→ **Problem description**
Exclude the pictures, then repeat the remaining data exactly.

→ **Extracted material**

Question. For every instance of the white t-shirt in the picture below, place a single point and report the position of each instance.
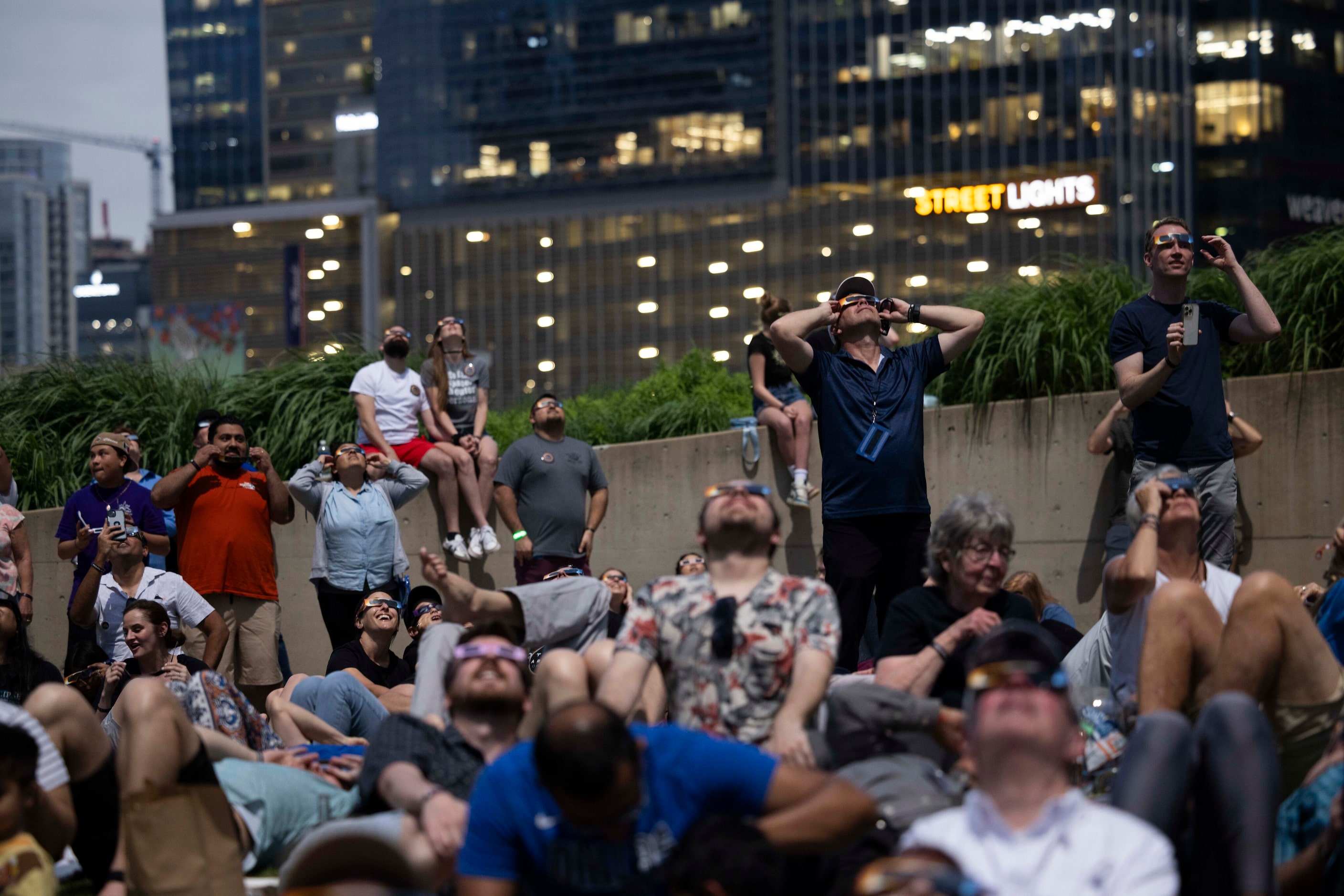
(185, 608)
(398, 399)
(1127, 629)
(52, 768)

→ **Response for this exercise**
Question. For every instance of the white t-shirt in the picture below, place a single point and report the position of each instance.
(185, 608)
(398, 399)
(1127, 629)
(52, 768)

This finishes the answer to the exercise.